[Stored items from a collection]
::::

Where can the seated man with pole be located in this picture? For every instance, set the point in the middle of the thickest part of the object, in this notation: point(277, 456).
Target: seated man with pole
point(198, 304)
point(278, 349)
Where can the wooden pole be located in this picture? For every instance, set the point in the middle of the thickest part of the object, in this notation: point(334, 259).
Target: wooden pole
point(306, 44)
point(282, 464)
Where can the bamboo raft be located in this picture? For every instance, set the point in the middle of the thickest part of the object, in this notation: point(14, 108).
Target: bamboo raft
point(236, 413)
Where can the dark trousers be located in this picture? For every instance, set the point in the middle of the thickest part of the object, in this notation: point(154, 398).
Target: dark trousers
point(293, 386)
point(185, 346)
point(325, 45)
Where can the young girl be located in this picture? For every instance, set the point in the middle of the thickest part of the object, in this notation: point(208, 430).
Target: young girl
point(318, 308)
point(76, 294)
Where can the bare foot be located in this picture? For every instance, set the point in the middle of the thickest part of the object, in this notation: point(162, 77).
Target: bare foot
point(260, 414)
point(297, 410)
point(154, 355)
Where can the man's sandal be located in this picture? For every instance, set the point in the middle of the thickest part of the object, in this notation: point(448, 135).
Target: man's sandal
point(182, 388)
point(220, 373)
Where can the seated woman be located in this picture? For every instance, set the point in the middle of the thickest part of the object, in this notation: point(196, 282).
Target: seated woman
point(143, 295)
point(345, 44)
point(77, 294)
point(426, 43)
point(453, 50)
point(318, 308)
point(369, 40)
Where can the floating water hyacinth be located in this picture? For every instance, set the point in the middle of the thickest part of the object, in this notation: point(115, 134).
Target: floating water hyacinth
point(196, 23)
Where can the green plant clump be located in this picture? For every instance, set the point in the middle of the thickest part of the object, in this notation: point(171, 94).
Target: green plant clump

::::

Please lay out the material from the line with "Where can the wooden" to the line with "point(236, 413)", both included, as a Markdown table with the columns Row and Line, leaving out blank lines.

* Result
| Row | Line |
|---|---|
| 1 | Where can the wooden pole be located in this picture? For every instance, set the point in the middle of the thickest part of the object, in this notation: point(334, 259). |
| 2 | Target: wooden pole |
| 3 | point(306, 44) |
| 4 | point(282, 464) |
| 5 | Where can the bamboo raft be located in this picture? For every instance, set the point in the middle of the thickest part of the object, in this notation: point(14, 108). |
| 6 | Target: bamboo raft |
| 7 | point(236, 413) |